_WORK REQUIRED_
Reproduce, without alteration, everything in the records below from the line containing "Target: window blinds" down to the line containing "406,339 -> 640,427", including both of those lines.

--- begin RECORDS PROVIDED ---

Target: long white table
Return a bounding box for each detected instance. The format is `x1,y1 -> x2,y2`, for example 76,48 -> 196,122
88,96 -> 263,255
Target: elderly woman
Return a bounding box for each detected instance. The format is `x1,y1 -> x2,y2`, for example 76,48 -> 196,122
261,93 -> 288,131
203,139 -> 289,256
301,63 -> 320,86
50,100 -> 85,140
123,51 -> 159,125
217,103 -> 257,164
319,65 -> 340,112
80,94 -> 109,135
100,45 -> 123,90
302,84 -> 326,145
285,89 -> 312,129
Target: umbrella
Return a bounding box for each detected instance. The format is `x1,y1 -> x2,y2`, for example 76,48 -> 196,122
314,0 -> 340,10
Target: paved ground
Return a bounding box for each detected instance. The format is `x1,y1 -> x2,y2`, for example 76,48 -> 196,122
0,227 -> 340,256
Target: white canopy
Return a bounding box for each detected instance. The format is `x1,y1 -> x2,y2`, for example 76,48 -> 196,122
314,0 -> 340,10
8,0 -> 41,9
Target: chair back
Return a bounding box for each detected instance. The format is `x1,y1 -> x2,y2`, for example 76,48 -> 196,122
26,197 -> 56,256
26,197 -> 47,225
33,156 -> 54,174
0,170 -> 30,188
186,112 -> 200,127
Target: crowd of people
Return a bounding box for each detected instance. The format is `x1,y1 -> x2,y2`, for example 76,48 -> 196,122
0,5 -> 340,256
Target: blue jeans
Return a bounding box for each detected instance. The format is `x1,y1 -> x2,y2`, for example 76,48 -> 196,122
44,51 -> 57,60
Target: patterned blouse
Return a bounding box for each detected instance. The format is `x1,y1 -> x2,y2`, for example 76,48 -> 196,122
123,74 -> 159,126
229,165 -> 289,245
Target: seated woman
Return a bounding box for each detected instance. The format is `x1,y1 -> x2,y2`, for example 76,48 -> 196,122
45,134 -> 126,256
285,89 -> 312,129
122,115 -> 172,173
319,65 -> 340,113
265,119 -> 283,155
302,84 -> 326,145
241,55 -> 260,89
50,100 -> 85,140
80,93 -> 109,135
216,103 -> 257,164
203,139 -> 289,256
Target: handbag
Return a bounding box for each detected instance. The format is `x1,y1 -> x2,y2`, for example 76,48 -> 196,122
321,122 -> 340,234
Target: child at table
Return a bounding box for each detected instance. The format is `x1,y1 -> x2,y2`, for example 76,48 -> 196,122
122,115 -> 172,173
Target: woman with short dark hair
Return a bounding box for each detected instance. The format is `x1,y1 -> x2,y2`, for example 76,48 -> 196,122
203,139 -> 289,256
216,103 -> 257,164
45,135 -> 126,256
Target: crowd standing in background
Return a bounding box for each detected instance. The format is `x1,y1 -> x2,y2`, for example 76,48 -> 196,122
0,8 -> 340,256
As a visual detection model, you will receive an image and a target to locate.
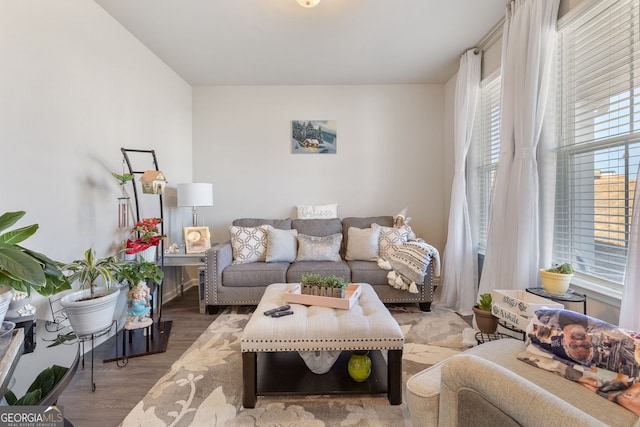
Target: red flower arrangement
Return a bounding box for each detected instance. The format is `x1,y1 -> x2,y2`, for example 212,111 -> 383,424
125,218 -> 164,254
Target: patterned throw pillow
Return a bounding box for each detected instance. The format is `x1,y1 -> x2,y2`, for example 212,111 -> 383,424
371,224 -> 411,260
229,225 -> 267,264
296,234 -> 342,261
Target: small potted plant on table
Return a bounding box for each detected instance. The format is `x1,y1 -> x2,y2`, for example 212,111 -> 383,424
473,293 -> 498,334
540,263 -> 574,295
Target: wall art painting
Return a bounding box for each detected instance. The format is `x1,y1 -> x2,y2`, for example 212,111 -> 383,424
291,120 -> 338,154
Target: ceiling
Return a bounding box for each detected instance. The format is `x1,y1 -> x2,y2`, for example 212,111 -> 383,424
95,0 -> 508,86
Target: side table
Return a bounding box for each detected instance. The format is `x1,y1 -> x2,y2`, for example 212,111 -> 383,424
526,288 -> 587,314
164,252 -> 207,313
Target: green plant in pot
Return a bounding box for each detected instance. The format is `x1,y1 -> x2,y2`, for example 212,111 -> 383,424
540,263 -> 574,295
0,211 -> 71,321
60,248 -> 120,337
300,273 -> 349,298
473,293 -> 498,334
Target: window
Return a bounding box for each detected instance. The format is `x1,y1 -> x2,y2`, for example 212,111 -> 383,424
470,75 -> 501,253
553,0 -> 640,289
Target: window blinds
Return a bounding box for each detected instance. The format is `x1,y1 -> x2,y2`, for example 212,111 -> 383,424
553,0 -> 640,284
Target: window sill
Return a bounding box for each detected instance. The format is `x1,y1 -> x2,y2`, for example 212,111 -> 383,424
571,276 -> 622,308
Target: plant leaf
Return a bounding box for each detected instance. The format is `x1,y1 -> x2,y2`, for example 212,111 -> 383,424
0,211 -> 26,236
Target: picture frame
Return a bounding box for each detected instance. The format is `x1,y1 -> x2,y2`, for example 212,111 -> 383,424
184,227 -> 211,254
290,120 -> 338,154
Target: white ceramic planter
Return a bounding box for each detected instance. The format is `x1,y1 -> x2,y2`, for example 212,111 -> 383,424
540,269 -> 573,295
60,287 -> 120,336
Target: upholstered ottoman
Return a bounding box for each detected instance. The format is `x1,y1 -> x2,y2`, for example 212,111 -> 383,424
240,283 -> 404,408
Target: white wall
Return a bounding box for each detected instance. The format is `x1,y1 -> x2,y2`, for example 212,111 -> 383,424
193,85 -> 450,250
0,0 -> 192,314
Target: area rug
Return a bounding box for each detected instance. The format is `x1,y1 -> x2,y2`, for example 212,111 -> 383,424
121,305 -> 468,427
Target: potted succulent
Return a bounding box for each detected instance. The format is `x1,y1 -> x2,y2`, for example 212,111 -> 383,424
60,248 -> 120,337
300,273 -> 349,298
540,262 -> 574,295
0,211 -> 71,322
473,293 -> 498,334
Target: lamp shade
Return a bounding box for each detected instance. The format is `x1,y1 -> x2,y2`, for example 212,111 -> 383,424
177,182 -> 213,207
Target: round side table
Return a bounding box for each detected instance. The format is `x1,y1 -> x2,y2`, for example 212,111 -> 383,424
526,288 -> 587,314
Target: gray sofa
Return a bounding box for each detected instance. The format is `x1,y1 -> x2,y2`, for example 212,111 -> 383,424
204,216 -> 433,314
406,339 -> 640,427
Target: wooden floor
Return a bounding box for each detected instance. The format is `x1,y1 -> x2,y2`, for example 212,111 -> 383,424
58,287 -> 216,427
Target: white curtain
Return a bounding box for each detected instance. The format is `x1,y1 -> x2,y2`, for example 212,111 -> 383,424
479,0 -> 560,294
619,168 -> 640,331
434,49 -> 482,315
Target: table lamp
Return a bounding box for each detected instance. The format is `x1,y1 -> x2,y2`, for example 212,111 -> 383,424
177,182 -> 213,227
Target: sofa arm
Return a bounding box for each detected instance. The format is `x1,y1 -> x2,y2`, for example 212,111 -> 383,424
438,354 -> 605,427
205,241 -> 233,306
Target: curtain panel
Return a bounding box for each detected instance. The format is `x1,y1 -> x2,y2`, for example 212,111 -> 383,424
479,0 -> 560,294
434,49 -> 482,315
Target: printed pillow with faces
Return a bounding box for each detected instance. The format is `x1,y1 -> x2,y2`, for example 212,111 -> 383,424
371,223 -> 411,260
229,225 -> 267,264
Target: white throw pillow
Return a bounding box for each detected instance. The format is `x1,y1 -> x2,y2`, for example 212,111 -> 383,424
296,233 -> 342,261
297,204 -> 338,219
389,242 -> 431,284
266,225 -> 298,262
229,225 -> 267,264
345,227 -> 380,261
371,224 -> 411,260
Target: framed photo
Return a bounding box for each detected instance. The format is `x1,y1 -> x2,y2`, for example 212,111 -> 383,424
184,227 -> 211,254
291,120 -> 338,154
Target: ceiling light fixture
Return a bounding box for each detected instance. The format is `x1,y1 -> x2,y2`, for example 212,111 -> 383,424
296,0 -> 320,7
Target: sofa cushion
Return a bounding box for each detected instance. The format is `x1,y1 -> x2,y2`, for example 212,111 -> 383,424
345,227 -> 380,261
347,261 -> 389,285
406,339 -> 638,426
372,224 -> 411,260
231,218 -> 291,230
222,262 -> 289,287
287,261 -> 351,283
266,225 -> 298,262
229,225 -> 267,264
291,218 -> 342,237
296,233 -> 342,261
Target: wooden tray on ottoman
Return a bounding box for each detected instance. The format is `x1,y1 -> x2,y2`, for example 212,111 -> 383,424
284,283 -> 362,310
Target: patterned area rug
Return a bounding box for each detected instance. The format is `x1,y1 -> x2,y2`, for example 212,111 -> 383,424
121,305 -> 468,427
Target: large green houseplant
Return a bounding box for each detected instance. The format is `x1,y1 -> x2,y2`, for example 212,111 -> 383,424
0,211 -> 71,296
60,248 -> 121,337
0,211 -> 71,322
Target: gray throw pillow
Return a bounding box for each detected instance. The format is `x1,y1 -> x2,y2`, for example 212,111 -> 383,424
266,225 -> 298,262
296,234 -> 342,261
345,227 -> 380,261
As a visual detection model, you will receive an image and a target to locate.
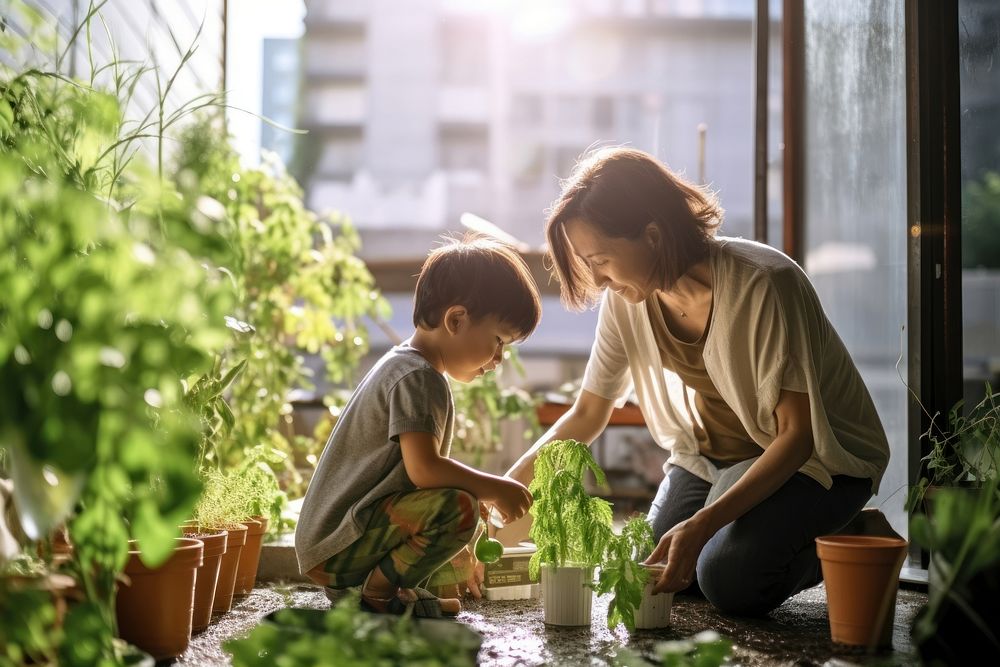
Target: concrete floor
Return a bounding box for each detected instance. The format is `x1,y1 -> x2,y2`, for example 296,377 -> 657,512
174,583 -> 927,667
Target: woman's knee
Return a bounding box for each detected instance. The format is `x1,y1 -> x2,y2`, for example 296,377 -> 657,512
697,552 -> 785,616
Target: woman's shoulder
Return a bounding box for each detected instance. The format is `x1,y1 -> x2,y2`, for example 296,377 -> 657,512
713,236 -> 805,284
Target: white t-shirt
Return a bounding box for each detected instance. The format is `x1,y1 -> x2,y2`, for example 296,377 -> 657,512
583,237 -> 889,493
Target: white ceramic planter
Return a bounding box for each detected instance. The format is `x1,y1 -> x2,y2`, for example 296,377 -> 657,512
635,565 -> 674,630
541,563 -> 594,626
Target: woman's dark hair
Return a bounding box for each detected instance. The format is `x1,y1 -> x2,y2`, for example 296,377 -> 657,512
545,147 -> 723,310
413,234 -> 542,340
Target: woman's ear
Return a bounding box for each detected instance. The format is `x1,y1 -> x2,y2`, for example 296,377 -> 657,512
444,306 -> 469,335
645,222 -> 660,249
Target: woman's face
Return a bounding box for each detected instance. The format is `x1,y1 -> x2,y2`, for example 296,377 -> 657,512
566,218 -> 662,303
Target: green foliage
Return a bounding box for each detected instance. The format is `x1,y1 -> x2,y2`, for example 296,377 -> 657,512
910,476 -> 1000,664
0,554 -> 62,666
223,593 -> 480,667
906,382 -> 1000,511
176,117 -> 389,491
656,630 -> 733,667
192,447 -> 287,527
0,3 -> 234,665
451,347 -> 541,468
962,171 -> 1000,269
183,358 -> 247,470
528,440 -> 613,580
595,514 -> 653,631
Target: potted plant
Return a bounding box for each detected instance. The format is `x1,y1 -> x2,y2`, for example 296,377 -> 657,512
115,537 -> 205,660
174,114 -> 390,504
596,513 -> 674,631
528,440 -> 613,625
451,347 -> 540,468
0,5 -> 233,665
230,447 -> 286,597
906,382 -> 1000,513
190,469 -> 248,616
910,475 -> 1000,664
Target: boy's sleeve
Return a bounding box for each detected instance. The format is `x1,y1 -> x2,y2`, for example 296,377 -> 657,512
388,370 -> 448,442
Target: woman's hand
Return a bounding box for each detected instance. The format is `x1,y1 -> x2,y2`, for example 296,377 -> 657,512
645,514 -> 714,594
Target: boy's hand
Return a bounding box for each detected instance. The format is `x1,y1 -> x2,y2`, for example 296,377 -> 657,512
492,477 -> 532,523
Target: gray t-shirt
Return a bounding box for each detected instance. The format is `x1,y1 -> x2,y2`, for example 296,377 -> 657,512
295,344 -> 455,574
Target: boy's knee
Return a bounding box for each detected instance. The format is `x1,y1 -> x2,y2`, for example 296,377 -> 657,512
424,489 -> 479,542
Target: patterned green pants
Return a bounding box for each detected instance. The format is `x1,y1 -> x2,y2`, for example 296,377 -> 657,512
323,489 -> 479,588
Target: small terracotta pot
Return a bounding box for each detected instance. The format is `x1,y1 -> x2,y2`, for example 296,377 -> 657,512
816,535 -> 907,648
233,516 -> 267,597
116,537 -> 205,660
541,563 -> 594,626
635,565 -> 674,630
212,524 -> 247,615
181,525 -> 229,634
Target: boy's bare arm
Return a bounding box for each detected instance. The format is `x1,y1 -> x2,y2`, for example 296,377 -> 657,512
399,432 -> 531,523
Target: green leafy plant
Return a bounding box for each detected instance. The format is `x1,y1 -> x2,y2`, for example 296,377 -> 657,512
910,476 -> 1000,665
962,171 -> 1000,269
595,514 -> 653,631
0,3 -> 234,665
655,630 -> 733,667
528,440 -> 613,580
223,592 -> 481,667
906,382 -> 1000,512
175,116 -> 389,494
451,347 -> 541,468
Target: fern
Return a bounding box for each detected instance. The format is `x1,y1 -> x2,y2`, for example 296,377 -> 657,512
528,440 -> 614,580
596,514 -> 653,631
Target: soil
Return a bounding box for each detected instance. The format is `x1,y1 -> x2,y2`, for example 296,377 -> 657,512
173,584 -> 927,667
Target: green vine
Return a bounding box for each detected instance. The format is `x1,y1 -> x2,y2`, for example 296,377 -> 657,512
451,347 -> 541,468
594,514 -> 653,631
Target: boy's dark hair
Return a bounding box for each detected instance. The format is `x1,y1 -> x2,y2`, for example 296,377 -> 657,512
545,146 -> 723,310
413,234 -> 542,340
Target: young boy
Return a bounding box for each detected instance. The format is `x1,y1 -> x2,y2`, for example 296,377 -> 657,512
295,236 -> 541,617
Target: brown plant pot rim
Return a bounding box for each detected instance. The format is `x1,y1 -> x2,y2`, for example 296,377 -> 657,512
226,523 -> 250,547
184,528 -> 229,558
816,535 -> 908,563
125,537 -> 205,574
240,517 -> 267,535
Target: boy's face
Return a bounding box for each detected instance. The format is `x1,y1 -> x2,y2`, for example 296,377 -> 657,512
442,313 -> 520,382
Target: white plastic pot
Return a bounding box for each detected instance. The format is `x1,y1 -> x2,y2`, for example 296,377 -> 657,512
635,565 -> 674,630
541,563 -> 594,626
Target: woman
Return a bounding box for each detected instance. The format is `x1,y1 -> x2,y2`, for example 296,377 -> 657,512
507,148 -> 889,615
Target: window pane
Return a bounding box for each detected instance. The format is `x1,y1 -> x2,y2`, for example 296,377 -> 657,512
804,0 -> 907,535
959,0 -> 1000,408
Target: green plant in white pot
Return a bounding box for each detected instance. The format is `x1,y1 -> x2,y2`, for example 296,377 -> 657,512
528,440 -> 614,625
596,513 -> 673,631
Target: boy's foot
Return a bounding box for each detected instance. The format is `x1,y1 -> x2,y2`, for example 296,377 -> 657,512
361,588 -> 462,618
361,567 -> 462,618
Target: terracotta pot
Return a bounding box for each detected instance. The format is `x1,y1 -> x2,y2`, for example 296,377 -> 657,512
181,525 -> 229,634
816,535 -> 907,648
212,524 -> 247,614
233,516 -> 267,596
635,565 -> 674,630
115,537 -> 205,660
541,563 -> 594,626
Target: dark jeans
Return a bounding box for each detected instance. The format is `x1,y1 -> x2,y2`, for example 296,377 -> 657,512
649,466 -> 871,616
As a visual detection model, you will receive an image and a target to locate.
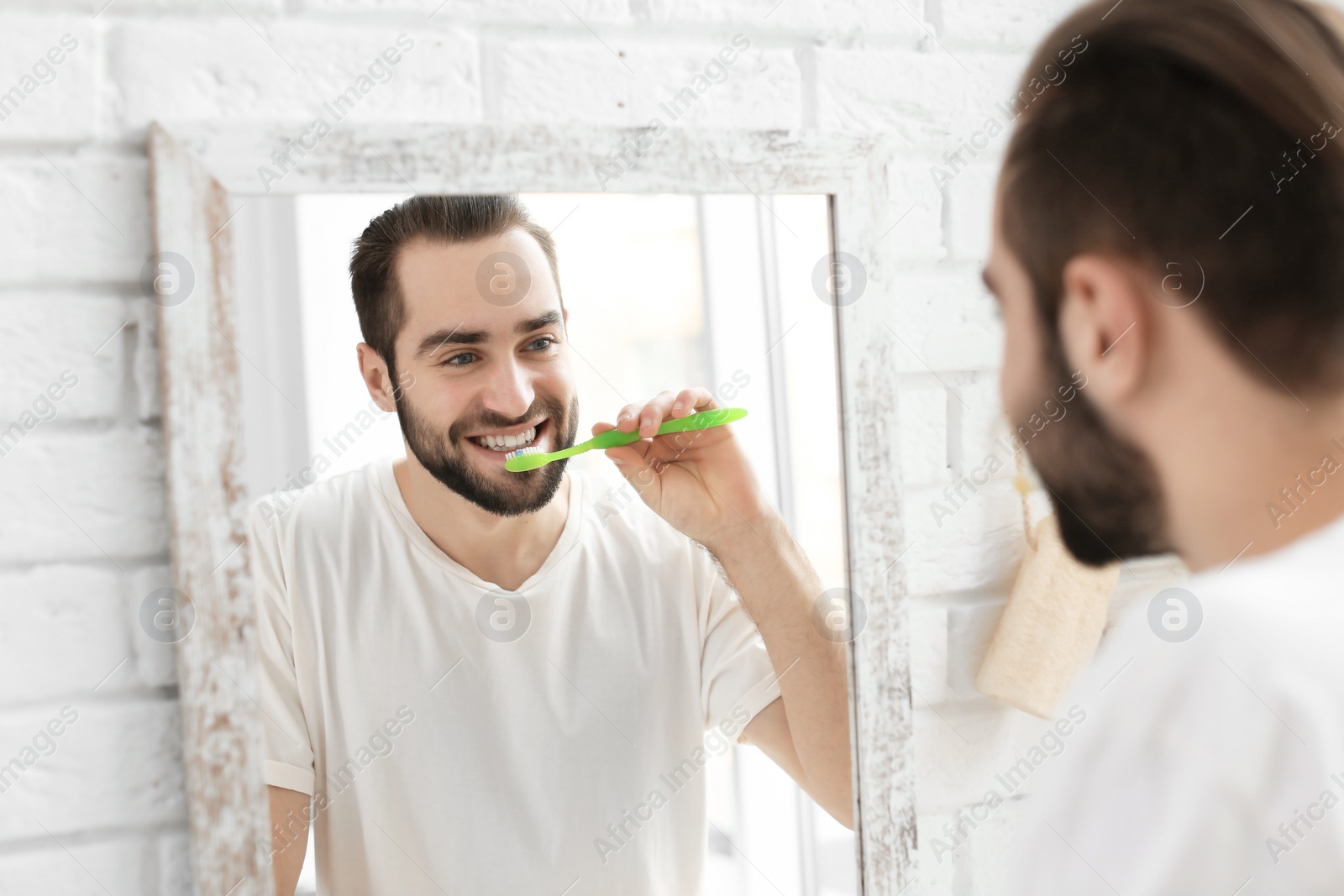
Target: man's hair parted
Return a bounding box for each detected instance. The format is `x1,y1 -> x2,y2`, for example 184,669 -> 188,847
349,195 -> 560,379
1000,0 -> 1344,391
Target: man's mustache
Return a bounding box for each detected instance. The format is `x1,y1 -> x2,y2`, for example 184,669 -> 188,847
448,398 -> 564,445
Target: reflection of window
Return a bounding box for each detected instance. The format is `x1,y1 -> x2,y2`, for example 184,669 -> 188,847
235,193 -> 858,896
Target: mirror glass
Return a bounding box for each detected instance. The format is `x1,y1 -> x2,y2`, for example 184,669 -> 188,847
231,185 -> 856,896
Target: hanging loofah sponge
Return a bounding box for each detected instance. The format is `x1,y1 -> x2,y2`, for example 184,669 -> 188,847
976,473 -> 1120,719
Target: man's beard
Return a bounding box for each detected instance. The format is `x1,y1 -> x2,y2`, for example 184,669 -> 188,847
395,391 -> 580,516
1013,327 -> 1171,567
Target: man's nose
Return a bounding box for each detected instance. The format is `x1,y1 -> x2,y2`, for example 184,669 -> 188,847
484,360 -> 536,418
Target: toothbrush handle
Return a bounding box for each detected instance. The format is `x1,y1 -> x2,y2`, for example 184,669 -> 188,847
575,407 -> 748,450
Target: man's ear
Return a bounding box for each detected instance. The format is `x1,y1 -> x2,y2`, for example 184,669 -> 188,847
1059,255 -> 1153,408
354,343 -> 407,414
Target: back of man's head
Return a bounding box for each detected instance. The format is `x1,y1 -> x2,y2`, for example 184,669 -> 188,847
1001,0 -> 1344,392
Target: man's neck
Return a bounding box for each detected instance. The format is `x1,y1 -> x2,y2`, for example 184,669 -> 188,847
392,451 -> 570,591
1153,390 -> 1344,571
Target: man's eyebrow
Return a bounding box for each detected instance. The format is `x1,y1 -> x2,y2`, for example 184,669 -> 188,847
415,324 -> 489,358
415,312 -> 563,358
513,312 -> 563,336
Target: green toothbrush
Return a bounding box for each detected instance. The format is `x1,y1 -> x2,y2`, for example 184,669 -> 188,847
504,407 -> 748,473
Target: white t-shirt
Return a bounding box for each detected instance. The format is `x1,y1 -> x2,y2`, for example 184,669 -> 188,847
1011,517 -> 1344,896
250,459 -> 780,896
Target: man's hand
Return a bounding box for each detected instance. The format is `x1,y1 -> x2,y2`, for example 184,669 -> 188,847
593,388 -> 774,555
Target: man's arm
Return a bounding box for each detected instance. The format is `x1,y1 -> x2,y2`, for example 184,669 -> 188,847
593,388 -> 853,827
266,784 -> 312,896
714,507 -> 853,827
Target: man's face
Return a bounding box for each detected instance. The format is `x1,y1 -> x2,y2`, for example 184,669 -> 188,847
386,230 -> 578,516
985,195 -> 1169,565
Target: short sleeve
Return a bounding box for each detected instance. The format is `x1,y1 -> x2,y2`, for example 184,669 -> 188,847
247,498 -> 316,795
690,544 -> 780,731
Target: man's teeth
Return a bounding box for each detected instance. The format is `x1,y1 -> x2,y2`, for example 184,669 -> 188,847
475,426 -> 536,451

--- end RECORDS PROVIDED ---

_RESPONSE_
Target: window blinds
Return a bounding box for each detected instance. The format is `x1,y1 -> x2,y2`, for example 212,111 -> 383,424
553,0 -> 640,284
Target: window sill
Return a bounding box for each detected instance. The format is `x1,y1 -> x2,y2`, for example 212,111 -> 383,424
571,276 -> 622,308
Target: plant leaf
Return a bounding box for each detected instance. The format is `x1,y1 -> x2,y2`, for example 212,111 -> 383,424
0,211 -> 26,236
Target: picture frame
Return a bounding box for each detected instance. The format is `x1,y1 -> x2,y2`, for example 212,111 -> 383,424
184,227 -> 211,254
290,120 -> 338,154
Target: white ceramic planter
Return a bounding box for each detected instance. The format is `x1,y1 -> x2,y2`, for example 212,111 -> 383,424
540,269 -> 573,295
60,287 -> 120,336
Target: upholstered ottoman
Return a bounding box for each detected instance. The format is `x1,y1 -> x2,y2`, for example 212,111 -> 383,424
240,283 -> 404,408
Target: white wall
Return a bounding box for each detected instance. The format is `x1,y1 -> x2,y2`, for example 212,111 -> 383,424
193,85 -> 450,250
0,0 -> 192,314
Target: area rug
Return a bounding box for each detected instance. The format is `x1,y1 -> x2,y2`, for example 212,111 -> 383,424
121,305 -> 468,427
Target: potted succulent
Return a bounding box for each detected instance. The format is `x1,y1 -> x2,y2`, for example 212,111 -> 383,424
60,248 -> 120,337
300,273 -> 349,298
540,262 -> 574,295
0,211 -> 71,322
473,293 -> 498,334
Target: lamp shade
Return a bounding box for each detected instance. The format is `x1,y1 -> x2,y2`, for example 212,111 -> 383,424
177,182 -> 213,207
Target: round side table
Return a bounding box for each detected instance. The format is `x1,y1 -> x2,y2`, for example 212,111 -> 383,424
526,288 -> 587,314
Target: gray sofa
Return a bounding box for each detected instance. The format is `x1,y1 -> x2,y2`, for example 212,111 -> 383,424
204,216 -> 433,314
406,339 -> 640,427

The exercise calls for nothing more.